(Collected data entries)
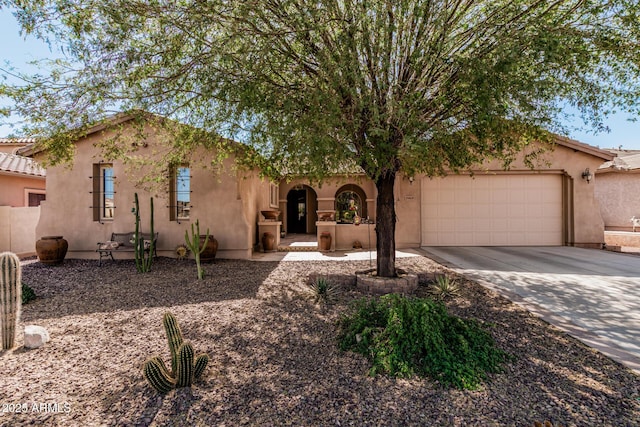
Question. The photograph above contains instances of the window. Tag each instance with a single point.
(273, 195)
(181, 193)
(34, 196)
(103, 192)
(350, 201)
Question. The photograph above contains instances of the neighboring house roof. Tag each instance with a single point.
(20, 165)
(17, 141)
(625, 161)
(586, 148)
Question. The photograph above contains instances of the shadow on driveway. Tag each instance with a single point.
(593, 294)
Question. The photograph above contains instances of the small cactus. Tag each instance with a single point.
(183, 369)
(10, 297)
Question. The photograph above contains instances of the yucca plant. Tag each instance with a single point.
(444, 288)
(322, 291)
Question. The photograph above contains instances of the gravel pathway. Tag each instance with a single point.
(273, 356)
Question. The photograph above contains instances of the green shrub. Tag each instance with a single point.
(27, 294)
(413, 336)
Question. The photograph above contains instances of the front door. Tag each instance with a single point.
(297, 211)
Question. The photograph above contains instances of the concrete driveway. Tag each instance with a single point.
(592, 294)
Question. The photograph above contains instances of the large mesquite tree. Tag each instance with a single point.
(389, 86)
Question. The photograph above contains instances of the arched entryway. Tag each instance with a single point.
(302, 203)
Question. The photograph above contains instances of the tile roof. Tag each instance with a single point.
(625, 160)
(17, 141)
(12, 163)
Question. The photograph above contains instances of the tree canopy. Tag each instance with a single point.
(418, 86)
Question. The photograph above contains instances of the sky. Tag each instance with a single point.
(19, 51)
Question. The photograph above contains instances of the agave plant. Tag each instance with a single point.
(322, 291)
(444, 288)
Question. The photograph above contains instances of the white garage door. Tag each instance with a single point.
(492, 210)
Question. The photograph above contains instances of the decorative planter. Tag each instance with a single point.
(51, 250)
(325, 241)
(210, 251)
(270, 215)
(268, 242)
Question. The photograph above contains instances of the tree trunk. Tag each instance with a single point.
(386, 226)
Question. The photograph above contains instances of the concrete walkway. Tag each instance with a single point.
(594, 295)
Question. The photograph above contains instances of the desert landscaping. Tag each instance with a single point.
(273, 354)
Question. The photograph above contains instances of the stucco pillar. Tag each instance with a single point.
(272, 227)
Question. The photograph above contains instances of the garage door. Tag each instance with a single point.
(492, 210)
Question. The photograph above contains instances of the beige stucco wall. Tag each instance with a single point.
(583, 224)
(619, 196)
(14, 189)
(17, 229)
(223, 200)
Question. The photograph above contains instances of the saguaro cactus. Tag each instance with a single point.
(193, 243)
(184, 370)
(10, 297)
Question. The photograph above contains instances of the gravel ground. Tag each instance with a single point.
(273, 355)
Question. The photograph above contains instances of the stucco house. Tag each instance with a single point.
(618, 190)
(22, 189)
(22, 180)
(553, 204)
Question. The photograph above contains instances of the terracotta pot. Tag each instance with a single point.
(325, 241)
(268, 242)
(51, 250)
(210, 251)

### PROBLEM REQUIREMENTS
Repeat the stretch of the records from the line containing "house. Tag each instance with a single point." through the end of the records, including both ends.

### SOLUTION TO THIS EXERCISE
Question. The photograph above contains instances of the stucco house. Tag each instance with a single point.
(618, 190)
(22, 189)
(22, 180)
(553, 204)
Question. The photograph above contains instances of the terracotta pot. Tag each instance with a single point.
(325, 241)
(268, 242)
(51, 250)
(210, 251)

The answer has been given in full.